Image-grounded pointing data
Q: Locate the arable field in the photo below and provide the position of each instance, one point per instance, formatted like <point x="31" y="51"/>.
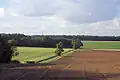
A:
<point x="101" y="44"/>
<point x="35" y="54"/>
<point x="83" y="65"/>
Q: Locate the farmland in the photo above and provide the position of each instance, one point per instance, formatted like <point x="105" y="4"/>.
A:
<point x="36" y="54"/>
<point x="101" y="44"/>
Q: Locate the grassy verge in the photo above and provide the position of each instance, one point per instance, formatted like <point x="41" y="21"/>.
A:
<point x="35" y="54"/>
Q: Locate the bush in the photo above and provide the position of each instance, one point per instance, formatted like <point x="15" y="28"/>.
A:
<point x="59" y="49"/>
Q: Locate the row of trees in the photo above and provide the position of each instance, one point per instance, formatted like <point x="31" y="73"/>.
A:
<point x="51" y="40"/>
<point x="8" y="48"/>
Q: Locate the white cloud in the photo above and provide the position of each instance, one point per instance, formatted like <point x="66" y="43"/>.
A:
<point x="94" y="17"/>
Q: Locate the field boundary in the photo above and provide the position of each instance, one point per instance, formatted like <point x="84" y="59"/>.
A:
<point x="118" y="50"/>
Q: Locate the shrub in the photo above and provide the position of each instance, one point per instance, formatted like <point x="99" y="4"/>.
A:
<point x="59" y="49"/>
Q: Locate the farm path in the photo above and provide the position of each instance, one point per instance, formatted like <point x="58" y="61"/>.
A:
<point x="84" y="65"/>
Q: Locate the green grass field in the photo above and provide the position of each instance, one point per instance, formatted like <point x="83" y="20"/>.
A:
<point x="34" y="54"/>
<point x="101" y="44"/>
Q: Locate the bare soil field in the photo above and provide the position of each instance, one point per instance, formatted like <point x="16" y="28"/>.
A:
<point x="83" y="65"/>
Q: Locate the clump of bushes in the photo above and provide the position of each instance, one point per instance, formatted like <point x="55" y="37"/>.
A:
<point x="59" y="49"/>
<point x="76" y="44"/>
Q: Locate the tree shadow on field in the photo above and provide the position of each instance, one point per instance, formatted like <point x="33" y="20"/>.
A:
<point x="53" y="56"/>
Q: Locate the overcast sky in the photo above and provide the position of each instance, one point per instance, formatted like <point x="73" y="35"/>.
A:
<point x="84" y="17"/>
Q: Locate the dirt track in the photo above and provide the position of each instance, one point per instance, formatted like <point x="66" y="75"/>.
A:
<point x="85" y="65"/>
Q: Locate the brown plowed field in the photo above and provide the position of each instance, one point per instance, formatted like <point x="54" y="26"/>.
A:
<point x="84" y="65"/>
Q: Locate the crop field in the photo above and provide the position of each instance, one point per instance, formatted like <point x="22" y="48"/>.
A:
<point x="83" y="65"/>
<point x="101" y="44"/>
<point x="35" y="54"/>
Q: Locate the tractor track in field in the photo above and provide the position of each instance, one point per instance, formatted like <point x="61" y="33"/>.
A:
<point x="84" y="65"/>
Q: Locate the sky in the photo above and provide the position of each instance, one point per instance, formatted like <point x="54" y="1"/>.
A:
<point x="83" y="17"/>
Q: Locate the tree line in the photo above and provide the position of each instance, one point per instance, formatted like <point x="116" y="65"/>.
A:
<point x="49" y="41"/>
<point x="8" y="48"/>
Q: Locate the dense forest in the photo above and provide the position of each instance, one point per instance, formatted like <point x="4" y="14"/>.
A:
<point x="51" y="40"/>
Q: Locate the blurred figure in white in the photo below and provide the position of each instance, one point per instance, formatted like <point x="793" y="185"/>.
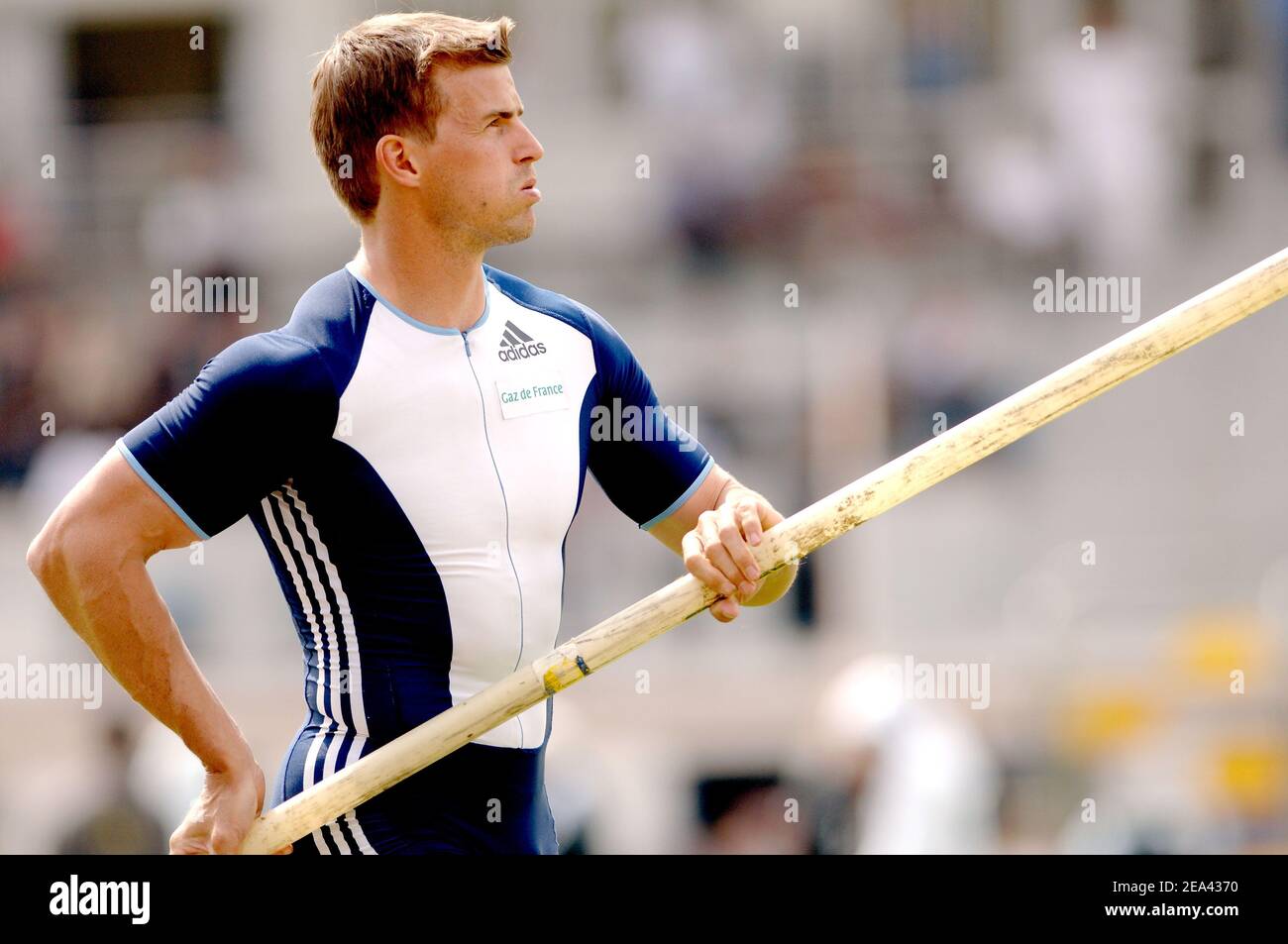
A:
<point x="1113" y="115"/>
<point x="919" y="778"/>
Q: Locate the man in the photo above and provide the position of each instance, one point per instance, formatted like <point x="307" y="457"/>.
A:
<point x="411" y="449"/>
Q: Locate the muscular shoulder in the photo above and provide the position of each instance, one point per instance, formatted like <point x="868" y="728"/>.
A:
<point x="610" y="352"/>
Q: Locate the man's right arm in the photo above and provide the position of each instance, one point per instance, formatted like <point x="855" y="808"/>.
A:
<point x="90" y="558"/>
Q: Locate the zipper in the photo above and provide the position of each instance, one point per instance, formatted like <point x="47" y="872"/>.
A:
<point x="505" y="504"/>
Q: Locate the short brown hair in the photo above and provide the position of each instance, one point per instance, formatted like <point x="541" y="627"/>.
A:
<point x="376" y="78"/>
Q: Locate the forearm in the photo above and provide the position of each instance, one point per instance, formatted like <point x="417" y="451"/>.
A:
<point x="110" y="600"/>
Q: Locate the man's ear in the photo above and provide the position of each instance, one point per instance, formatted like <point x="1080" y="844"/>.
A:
<point x="398" y="159"/>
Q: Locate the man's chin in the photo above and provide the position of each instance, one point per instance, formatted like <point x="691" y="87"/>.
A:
<point x="518" y="232"/>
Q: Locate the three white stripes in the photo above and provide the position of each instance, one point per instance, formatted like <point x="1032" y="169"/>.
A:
<point x="326" y="643"/>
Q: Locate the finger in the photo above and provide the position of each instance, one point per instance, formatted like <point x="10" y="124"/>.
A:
<point x="224" y="841"/>
<point x="732" y="539"/>
<point x="725" y="609"/>
<point x="696" y="563"/>
<point x="715" y="552"/>
<point x="748" y="517"/>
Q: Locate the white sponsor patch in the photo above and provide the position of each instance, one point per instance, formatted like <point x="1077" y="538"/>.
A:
<point x="526" y="389"/>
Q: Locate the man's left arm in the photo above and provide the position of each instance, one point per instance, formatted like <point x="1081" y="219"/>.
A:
<point x="712" y="531"/>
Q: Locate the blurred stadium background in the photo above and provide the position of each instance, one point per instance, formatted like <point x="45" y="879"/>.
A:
<point x="1109" y="572"/>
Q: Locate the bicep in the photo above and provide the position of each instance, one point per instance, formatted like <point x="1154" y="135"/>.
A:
<point x="111" y="511"/>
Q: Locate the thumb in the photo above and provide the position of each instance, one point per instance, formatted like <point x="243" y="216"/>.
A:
<point x="226" y="840"/>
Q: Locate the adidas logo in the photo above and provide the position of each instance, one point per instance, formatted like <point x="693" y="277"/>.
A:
<point x="516" y="346"/>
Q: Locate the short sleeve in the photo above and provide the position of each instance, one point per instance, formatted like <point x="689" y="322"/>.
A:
<point x="237" y="432"/>
<point x="643" y="458"/>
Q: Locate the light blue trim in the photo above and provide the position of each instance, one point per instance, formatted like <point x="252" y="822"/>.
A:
<point x="413" y="322"/>
<point x="691" y="489"/>
<point x="153" y="481"/>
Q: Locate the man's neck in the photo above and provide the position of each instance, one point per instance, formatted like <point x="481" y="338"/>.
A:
<point x="419" y="274"/>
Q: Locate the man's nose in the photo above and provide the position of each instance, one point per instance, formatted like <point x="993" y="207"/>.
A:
<point x="531" y="149"/>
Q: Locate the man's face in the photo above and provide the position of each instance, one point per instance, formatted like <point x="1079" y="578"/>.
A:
<point x="478" y="175"/>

▶ _Work request_
Output every record exactly, minus the pictures.

▶ _Result of the exercise_
Q: Locate the arable field in the photo below and provide the position of each instance, one point per instance, formatted like <point x="31" y="51"/>.
A:
<point x="101" y="44"/>
<point x="35" y="54"/>
<point x="83" y="65"/>
Q: Locate the farmland in the photo above and provide the position of each instance, one point per instance, formatted like <point x="105" y="4"/>.
A:
<point x="36" y="54"/>
<point x="101" y="44"/>
Q: Locate the grassy verge in the photo above and provide the position of each instance, one point per instance, formatted like <point x="41" y="21"/>.
A:
<point x="35" y="54"/>
Q: Locate the bush in the photo above and provide the position of each instance, one point per instance, formatted like <point x="15" y="28"/>.
A:
<point x="59" y="49"/>
Q: Locate the row of trees in the photo above and provide the position of each instance, one point per instance, formatted like <point x="31" y="73"/>.
A:
<point x="51" y="40"/>
<point x="8" y="48"/>
Q: Locate the white cloud in the photo above and provide the position of each instance, one point per instance, formatted like <point x="66" y="43"/>.
A:
<point x="94" y="17"/>
Q: Locate the field boundary in the photo above and provide the position of each instance, one point per instance, formatted like <point x="84" y="59"/>.
A:
<point x="118" y="50"/>
Q: Locate the shrub in the photo above and provide the position of each instance, one point per instance, formatted like <point x="99" y="4"/>.
A:
<point x="59" y="49"/>
Q: Locate the farm path in the photo above and provide the position of each instance, one point per instance, formatted like <point x="58" y="61"/>.
A:
<point x="84" y="65"/>
Q: Locate the green grass field in the photo above and provide the position of each instance, one point per instance, formatted like <point x="83" y="20"/>.
A:
<point x="34" y="54"/>
<point x="101" y="44"/>
Q: Locate the bare soil field in the photo above and provide the position of each instance, one point per instance, formatted like <point x="16" y="28"/>.
A:
<point x="83" y="65"/>
Q: Locate the clump of bushes in the photo above and provide the position of each instance, one point per instance, formatted like <point x="55" y="37"/>.
A:
<point x="59" y="49"/>
<point x="76" y="44"/>
Q: Locate the tree shadow on field in the photo above and provide the position of each instance, one point per instance, formatted like <point x="33" y="20"/>.
A:
<point x="53" y="56"/>
Q: Locate the overcast sky in the photo above and provide the position of each instance, one point per instance, formatted like <point x="73" y="35"/>.
A:
<point x="84" y="17"/>
Q: Locate the dirt track in the photo above and provide the position of each instance, one point per instance, formatted like <point x="66" y="75"/>.
A:
<point x="85" y="65"/>
Q: Locate the brown plowed field in the photo above and provide the position of each instance, one point per instance, formatted like <point x="54" y="26"/>.
A:
<point x="84" y="65"/>
Q: Locate the crop field in the photo above and provide the position of each instance, one point per instance, formatted like <point x="22" y="48"/>.
A:
<point x="83" y="65"/>
<point x="101" y="44"/>
<point x="35" y="54"/>
Q: Locate the tractor track in field in the photo above and provide the position of each instance, one point per instance, formatted like <point x="61" y="33"/>.
A:
<point x="84" y="65"/>
Q: Locate the sky in the photo above and provide the position of each instance, one point per instance, formatted like <point x="54" y="1"/>.
A:
<point x="83" y="17"/>
Q: Locate the tree line in the photo above and provide the position of each instance, one point per instance, formatted like <point x="116" y="65"/>.
A:
<point x="49" y="41"/>
<point x="8" y="48"/>
Q: Locate the dense forest in the photo above and provide the position of each instance, one point per instance, formatted like <point x="4" y="14"/>.
A:
<point x="51" y="40"/>
Q: Locate the blurred figure in white in the photo below and provide the position of each instance, one point per instance, formatted like <point x="793" y="185"/>.
A:
<point x="1113" y="115"/>
<point x="919" y="778"/>
Q: Locate the man in the photo above and provide the position of each instance, one point per instance, formatted like <point x="307" y="457"/>.
A:
<point x="411" y="449"/>
Q: Locate the muscular shoulder in the photo above and provide the position of each instance, one point per instance, formatted like <point x="868" y="728"/>.
A:
<point x="610" y="352"/>
Q: Locate the man's right arm in the photo above and provide the position of each instance, one point per instance, formatted like <point x="855" y="808"/>.
A:
<point x="90" y="558"/>
Q: Locate the zipper in the photo above and provide the position of each instance, one point per instance, formatted like <point x="47" y="872"/>.
A:
<point x="505" y="504"/>
Q: Locate the short brown hair in the photo above and provide the position of each instance, one point per instance, formatted like <point x="541" y="627"/>.
A:
<point x="376" y="78"/>
Q: Locate the forearm in the photo above and provide the position of each instance, one point per instance, formatted like <point x="417" y="451"/>.
A:
<point x="110" y="600"/>
Q: Locate the man's ear in the photo above and provide the position of each instance, one point per instance, formatted like <point x="1080" y="844"/>.
A:
<point x="398" y="159"/>
Q: Locate the man's chin in the photo above and provide the position of each instance, one point per instance, formatted like <point x="691" y="87"/>.
A:
<point x="518" y="232"/>
Q: Locate the three white stripes in the photo above and provide the position of each instance, one point per instance, formatted like <point x="1032" y="169"/>.
A:
<point x="326" y="643"/>
Q: Locate the finger in the photo above and provide the position of each instance, one point per instance, formatted like <point x="10" y="124"/>.
A:
<point x="224" y="841"/>
<point x="732" y="539"/>
<point x="725" y="609"/>
<point x="696" y="563"/>
<point x="715" y="552"/>
<point x="748" y="517"/>
Q: Locate the white sponsor patch in the photo above and provide the position of each instance, one point per instance, formatted like <point x="1077" y="538"/>.
A:
<point x="526" y="389"/>
Q: Locate the man's left arm in the photo above and provide the position of each instance, one point per instance, formatted like <point x="1081" y="219"/>.
A:
<point x="712" y="531"/>
Q: Locate the blurred stadium background in the photo above and provide the position of each instance, one point per instance, formatted like <point x="45" y="879"/>.
A:
<point x="1109" y="572"/>
Q: Locate the bicep in the photo above and provide the position of each instance, one point per instance, formatted like <point x="1154" y="135"/>.
A:
<point x="111" y="511"/>
Q: Locate the thumb in the photo above and provide the position of each instance, one point per instance, formatted like <point x="243" y="216"/>.
A:
<point x="226" y="840"/>
Q: Locate the adidas logo in the photo above and provide the position of each instance, one point per instance, formatted like <point x="693" y="277"/>.
A:
<point x="516" y="346"/>
Q: Locate the short sleeve in the photo above and provide the position of each instance, one point per instance, formatted like <point x="689" y="322"/>.
A:
<point x="237" y="432"/>
<point x="643" y="458"/>
Q: Locate the light blue trim in the photo above and provide the position of each instance, one point per instance, formatted like <point x="252" y="822"/>.
A:
<point x="413" y="322"/>
<point x="691" y="489"/>
<point x="153" y="481"/>
Q: Locate the man's neck in the photo above and provide the position of each instance, one point per instance, formatted like <point x="481" y="338"/>.
A:
<point x="419" y="274"/>
Q: Locate the man's nose in the photo above and provide the position of each instance, one point per instance, formatted like <point x="993" y="207"/>.
A:
<point x="531" y="149"/>
Q: Locate the man's face in the photo above and provide the position of each instance, one point per instance, formatted like <point x="1079" y="578"/>.
A:
<point x="478" y="175"/>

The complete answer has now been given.